Aim of the task:
Please recast the data below as a numbered list, dropping any blank lines.

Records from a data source
:::

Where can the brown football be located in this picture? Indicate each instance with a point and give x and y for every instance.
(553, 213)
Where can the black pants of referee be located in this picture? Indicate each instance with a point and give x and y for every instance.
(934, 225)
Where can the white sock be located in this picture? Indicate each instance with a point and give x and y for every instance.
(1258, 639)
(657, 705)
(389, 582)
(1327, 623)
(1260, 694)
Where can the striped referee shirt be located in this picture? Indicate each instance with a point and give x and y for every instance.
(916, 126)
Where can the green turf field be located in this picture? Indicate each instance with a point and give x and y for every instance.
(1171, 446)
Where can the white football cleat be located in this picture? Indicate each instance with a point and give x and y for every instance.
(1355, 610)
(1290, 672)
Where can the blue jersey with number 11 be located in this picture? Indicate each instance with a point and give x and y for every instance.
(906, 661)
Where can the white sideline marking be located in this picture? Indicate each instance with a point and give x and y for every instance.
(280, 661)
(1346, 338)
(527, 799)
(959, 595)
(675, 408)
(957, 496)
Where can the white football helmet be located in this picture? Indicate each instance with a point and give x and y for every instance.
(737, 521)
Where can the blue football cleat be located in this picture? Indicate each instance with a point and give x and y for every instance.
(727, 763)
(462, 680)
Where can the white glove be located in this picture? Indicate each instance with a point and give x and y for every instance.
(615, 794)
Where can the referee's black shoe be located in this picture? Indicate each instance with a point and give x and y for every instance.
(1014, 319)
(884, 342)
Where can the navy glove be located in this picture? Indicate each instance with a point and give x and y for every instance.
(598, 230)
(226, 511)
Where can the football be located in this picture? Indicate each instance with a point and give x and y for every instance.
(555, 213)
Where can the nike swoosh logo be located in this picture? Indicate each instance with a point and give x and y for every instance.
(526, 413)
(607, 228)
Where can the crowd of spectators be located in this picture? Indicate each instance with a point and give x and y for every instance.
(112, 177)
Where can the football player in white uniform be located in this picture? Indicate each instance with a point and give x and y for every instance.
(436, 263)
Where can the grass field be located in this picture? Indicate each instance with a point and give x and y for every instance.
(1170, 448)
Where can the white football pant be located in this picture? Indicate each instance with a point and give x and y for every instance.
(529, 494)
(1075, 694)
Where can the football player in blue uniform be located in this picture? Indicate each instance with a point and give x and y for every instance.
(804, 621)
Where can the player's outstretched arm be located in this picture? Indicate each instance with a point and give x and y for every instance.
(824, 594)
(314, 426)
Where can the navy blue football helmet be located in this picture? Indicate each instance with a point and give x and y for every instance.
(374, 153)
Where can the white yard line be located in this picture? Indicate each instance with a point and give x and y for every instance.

:::

Expected answer:
1. Where can the brown football be located in this picture? Indicate each instance with a point and give x and y for every instance.
2. (553, 213)
3. Where can the black pants of referee be located in this picture? Indicate each instance with a point and give x and y for every instance.
4. (934, 225)
5. Where can the white sock be located in this picture? Indicate each instance with a point and give x and y for every instance.
6. (1258, 639)
7. (657, 705)
8. (389, 582)
9. (1327, 623)
10. (1260, 694)
11. Where can the striped referee shirt be located in this picture? Indicate each instance with a point and give x and y for every instance.
12. (916, 126)
13. Where can the green turf field be located in this picture? Indicate each instance with a point and give x and y for every instance.
14. (1171, 446)
15. Where can the white football cleat be located in this picture? Indicate each instance with a point and give x and y for every instance.
16. (1355, 610)
17. (1290, 672)
18. Where can the blue jersey with number 11 be located in this picture? Indicate each instance with a point and give x and y for every instance.
19. (906, 661)
20. Where can the white sideline marking be located in this picture? Indicate each instance with a point and give x and y for every instance.
21. (280, 661)
22. (1346, 338)
23. (527, 799)
24. (959, 595)
25. (675, 408)
26. (957, 496)
27. Where can the white football helmet be located in this picture? Indicate each instance with a point and give x and y for every instance.
28. (737, 521)
29. Where can the blue football cleat be located in this picture? Indicate each instance with a point and give x and y for every instance.
30. (727, 763)
31. (462, 680)
32. Where can the white glove be located in this picture? Indicate each instance with a point and give x and y for every instance.
33. (615, 794)
34. Where can the referee's black shoe be located in this picture? Indicate each instance with a point and give x and y for every instance.
35. (1014, 319)
36. (884, 342)
37. Where can the navy glove be located in this picture? Indicate each instance with a point and give x and y for every instance.
38. (598, 230)
39. (226, 511)
40. Where can the football be located in this picture? Indicate each instance with a point and give x and y for every instance.
41. (555, 213)
42. Where can the nike swoosh logo be located in this picture? Indicate each instance with a point and give x and y for every instance.
43. (526, 413)
44. (607, 228)
45. Where can the crowd of spectators be located in this picture? Indicate each instance with a point and give x and y for every instance.
46. (112, 177)
47. Where can the football player in white uniform be located in this picture? Indicate each instance with a point and give x and y for every instance.
48. (436, 263)
49. Where can the grass field be located in this picture? Indicate each instance with a point and give x and y for every instance.
50. (1170, 448)
51. Where can the white football pant be located in this picture? Indicate each instance with a point and give x and y for every instance.
52. (529, 494)
53. (1075, 694)
54. Where can the football player in blue uniform be located in this picture? Indicate each instance with a point and give x and y for every instance.
55. (804, 621)
56. Where can the player's outstretched arm be located in this picture? Indicate each instance with a point and give x and y for every instance.
57. (824, 594)
58. (314, 426)
59. Where can the navy blue football helmet be located in this picture? Indicate each instance with a point and give x and y for every instance.
60. (374, 153)
61. Where can the white yard line be located in this picture? Indicate each instance with a point and give x and y for every instance.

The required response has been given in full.